— START OF Supplied material —

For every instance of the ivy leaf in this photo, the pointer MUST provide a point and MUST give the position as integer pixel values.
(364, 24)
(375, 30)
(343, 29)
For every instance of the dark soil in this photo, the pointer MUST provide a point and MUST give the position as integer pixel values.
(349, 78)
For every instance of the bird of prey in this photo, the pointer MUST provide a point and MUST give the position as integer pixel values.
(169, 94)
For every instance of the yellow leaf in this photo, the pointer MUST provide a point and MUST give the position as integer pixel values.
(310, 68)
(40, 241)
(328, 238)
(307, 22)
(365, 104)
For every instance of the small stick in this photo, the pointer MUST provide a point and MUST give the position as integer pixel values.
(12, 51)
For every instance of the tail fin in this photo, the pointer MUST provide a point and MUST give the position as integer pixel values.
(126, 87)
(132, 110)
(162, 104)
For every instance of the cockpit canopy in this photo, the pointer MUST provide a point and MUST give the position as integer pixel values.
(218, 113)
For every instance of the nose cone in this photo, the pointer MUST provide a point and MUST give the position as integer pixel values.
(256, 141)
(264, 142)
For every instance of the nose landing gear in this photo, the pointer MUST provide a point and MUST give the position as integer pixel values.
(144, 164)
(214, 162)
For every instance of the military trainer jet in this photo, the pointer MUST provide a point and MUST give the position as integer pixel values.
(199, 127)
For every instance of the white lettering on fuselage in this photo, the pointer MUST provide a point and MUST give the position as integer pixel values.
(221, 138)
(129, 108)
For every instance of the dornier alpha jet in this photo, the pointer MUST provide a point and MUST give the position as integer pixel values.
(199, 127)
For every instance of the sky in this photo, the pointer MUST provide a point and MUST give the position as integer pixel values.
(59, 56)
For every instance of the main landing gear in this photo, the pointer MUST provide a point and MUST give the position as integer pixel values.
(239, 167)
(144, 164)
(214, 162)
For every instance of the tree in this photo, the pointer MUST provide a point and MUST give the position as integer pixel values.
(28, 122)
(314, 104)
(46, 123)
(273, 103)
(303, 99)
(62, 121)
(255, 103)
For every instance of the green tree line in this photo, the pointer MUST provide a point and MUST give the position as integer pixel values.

— END OF Supplied material —

▸ To be done: Please extract the part of the items that opens with the line containing "For every instance of the dornier" and closes with the last line of the items, and copy both of those lines and everything between them word for word.

▸ Exercise response:
For every instance of the dornier alpha jet in this photo, the pointer MUST provide a point and MUST give the position as integer pixel values.
(199, 127)
For every instance of the sky in this photo, the pointer MUST provide a point and MUST give the position as integer pixel values.
(59, 56)
For every instance of the main landing gear in this photo, the pointer MUST provide a point and MUST give the position as integer pixel values.
(239, 167)
(144, 164)
(214, 162)
For every instance of the tree in this photo, the pointer MUST provide a point and MUST give the position as integer pixel values.
(28, 122)
(314, 104)
(46, 123)
(273, 103)
(303, 99)
(62, 121)
(255, 103)
For every instance of the green tree line in this photo, the pointer MUST provide a point and MUST give the position as integer pixel values.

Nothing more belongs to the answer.